[Excerpts from location labeling data]
——————————
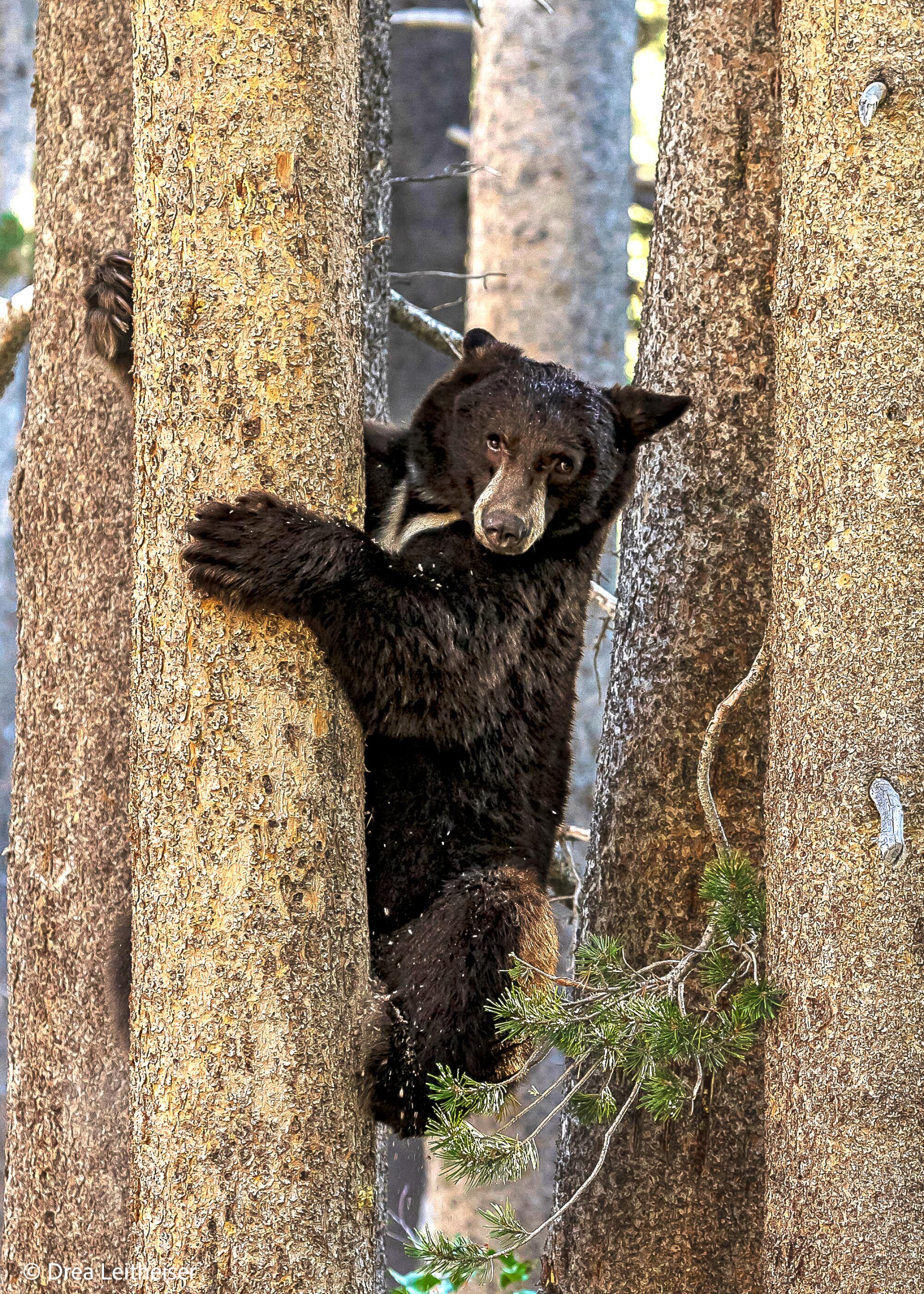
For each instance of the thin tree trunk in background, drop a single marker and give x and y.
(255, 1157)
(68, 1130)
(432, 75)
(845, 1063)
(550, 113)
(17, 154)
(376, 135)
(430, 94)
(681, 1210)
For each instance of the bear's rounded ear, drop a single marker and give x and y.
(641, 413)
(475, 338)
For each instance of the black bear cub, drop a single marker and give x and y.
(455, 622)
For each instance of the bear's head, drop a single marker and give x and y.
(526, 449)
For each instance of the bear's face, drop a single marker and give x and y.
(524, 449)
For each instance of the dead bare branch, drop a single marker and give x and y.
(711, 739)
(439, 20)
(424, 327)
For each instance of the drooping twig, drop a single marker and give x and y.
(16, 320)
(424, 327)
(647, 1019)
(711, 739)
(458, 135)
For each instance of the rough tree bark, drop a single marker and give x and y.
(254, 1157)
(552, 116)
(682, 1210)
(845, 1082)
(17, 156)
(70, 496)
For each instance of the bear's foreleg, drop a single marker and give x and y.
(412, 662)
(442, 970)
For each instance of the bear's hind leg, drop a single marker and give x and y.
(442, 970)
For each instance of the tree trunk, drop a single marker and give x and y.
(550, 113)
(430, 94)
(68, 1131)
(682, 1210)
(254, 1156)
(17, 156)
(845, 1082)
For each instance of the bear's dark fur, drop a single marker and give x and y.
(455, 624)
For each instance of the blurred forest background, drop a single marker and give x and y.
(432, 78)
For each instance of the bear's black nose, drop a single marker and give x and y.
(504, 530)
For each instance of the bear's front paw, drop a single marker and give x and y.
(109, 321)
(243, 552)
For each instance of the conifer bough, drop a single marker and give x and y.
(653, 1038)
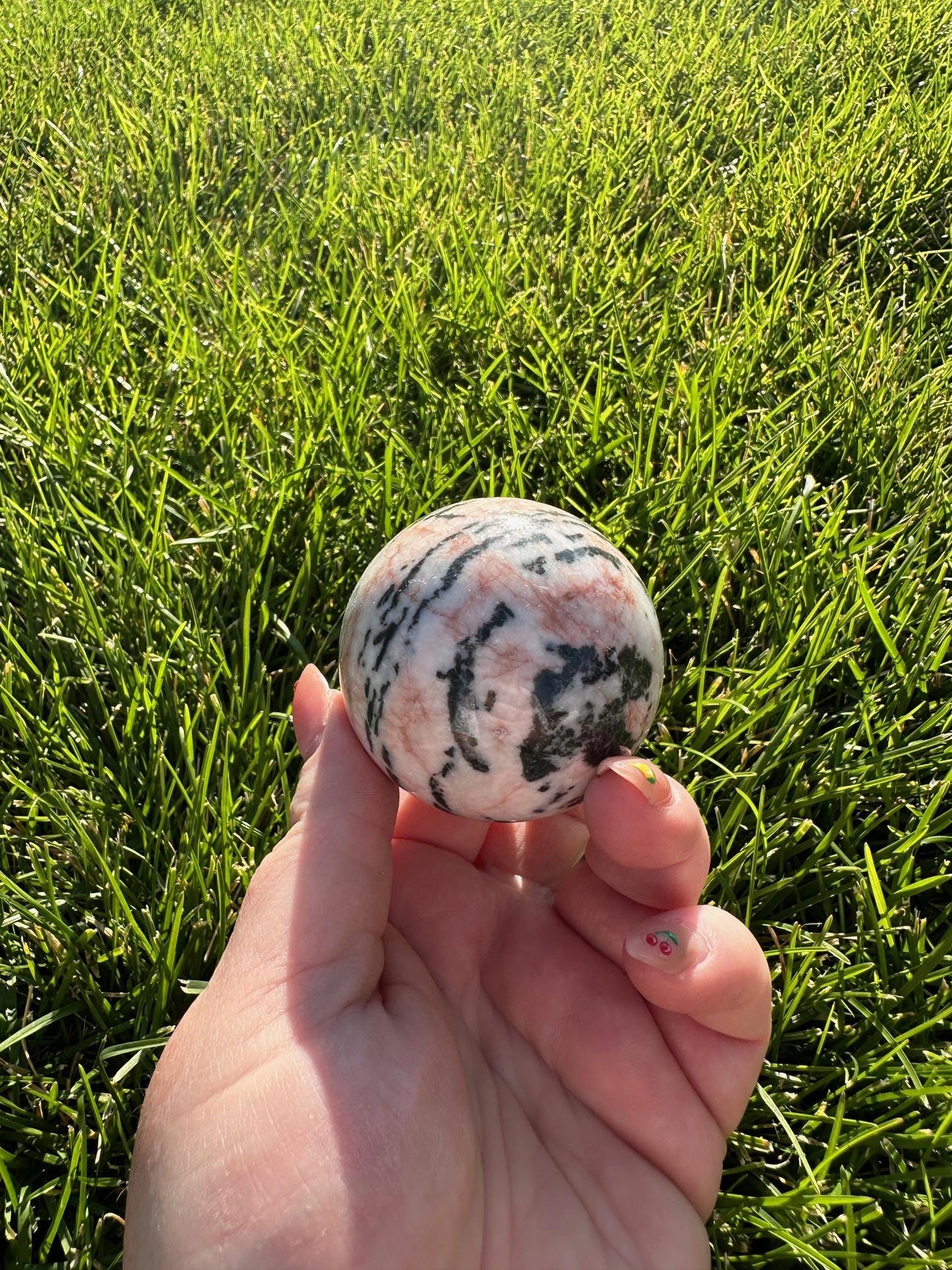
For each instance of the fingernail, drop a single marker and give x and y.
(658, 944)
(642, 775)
——————————
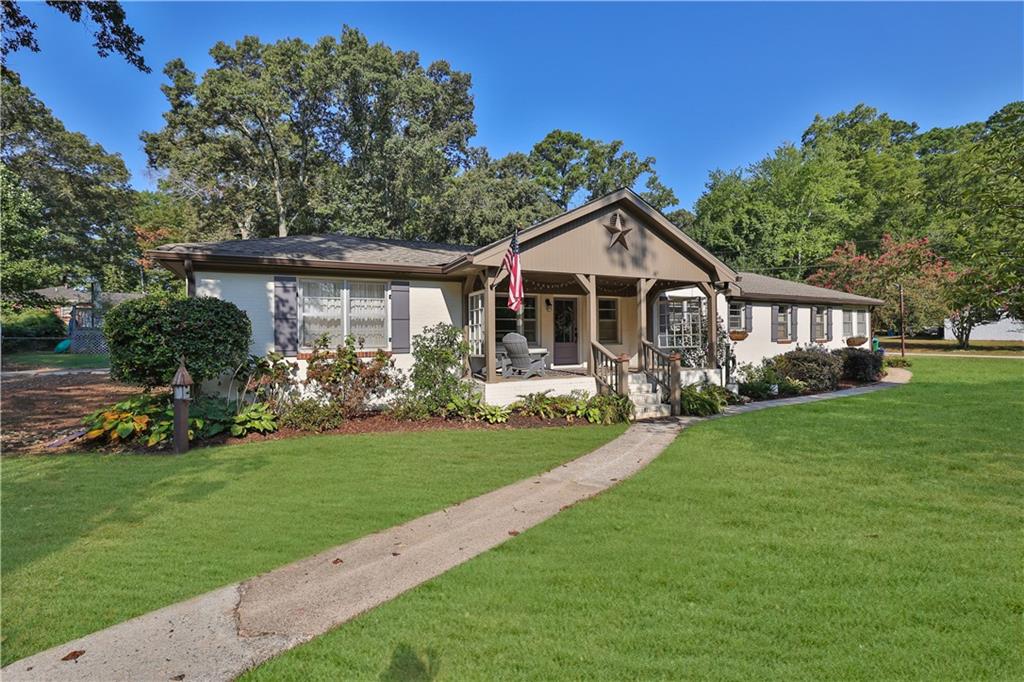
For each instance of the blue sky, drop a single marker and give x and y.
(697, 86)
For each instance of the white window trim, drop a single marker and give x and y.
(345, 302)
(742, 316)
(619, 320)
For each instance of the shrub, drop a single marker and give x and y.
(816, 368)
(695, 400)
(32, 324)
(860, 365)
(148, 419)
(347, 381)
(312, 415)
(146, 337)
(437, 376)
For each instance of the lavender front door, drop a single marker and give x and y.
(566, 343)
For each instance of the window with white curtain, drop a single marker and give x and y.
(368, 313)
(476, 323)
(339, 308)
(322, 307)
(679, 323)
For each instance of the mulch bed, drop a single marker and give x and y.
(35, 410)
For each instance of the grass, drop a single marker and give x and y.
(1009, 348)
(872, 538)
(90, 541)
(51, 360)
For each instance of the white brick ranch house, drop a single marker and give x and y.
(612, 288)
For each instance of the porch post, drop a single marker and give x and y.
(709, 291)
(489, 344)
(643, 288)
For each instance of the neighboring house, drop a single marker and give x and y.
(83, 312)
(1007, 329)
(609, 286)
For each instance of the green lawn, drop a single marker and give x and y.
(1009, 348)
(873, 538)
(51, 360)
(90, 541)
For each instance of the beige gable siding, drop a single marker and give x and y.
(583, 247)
——————————
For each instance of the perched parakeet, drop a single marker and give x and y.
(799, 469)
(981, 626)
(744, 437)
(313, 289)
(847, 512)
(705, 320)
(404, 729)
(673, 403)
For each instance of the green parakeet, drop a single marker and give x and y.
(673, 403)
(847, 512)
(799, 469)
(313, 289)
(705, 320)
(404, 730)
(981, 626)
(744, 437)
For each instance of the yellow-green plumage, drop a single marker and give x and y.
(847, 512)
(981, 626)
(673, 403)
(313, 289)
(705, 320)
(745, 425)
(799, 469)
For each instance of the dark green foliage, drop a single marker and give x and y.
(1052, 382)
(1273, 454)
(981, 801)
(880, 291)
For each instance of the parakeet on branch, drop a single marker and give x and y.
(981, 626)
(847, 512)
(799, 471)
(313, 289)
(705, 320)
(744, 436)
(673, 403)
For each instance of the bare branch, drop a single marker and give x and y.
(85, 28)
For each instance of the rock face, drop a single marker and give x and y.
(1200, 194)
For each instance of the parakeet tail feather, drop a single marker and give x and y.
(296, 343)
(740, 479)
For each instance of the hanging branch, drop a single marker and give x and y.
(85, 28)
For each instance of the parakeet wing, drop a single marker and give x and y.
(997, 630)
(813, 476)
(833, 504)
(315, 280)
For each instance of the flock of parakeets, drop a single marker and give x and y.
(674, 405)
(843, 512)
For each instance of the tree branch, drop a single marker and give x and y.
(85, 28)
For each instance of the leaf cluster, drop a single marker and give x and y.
——————————
## TASK DIRECTIONS
State how many lines of the records above contain the string "window", counting only matches with the same letter case, and give the number alone.

## FULL ANSWER
2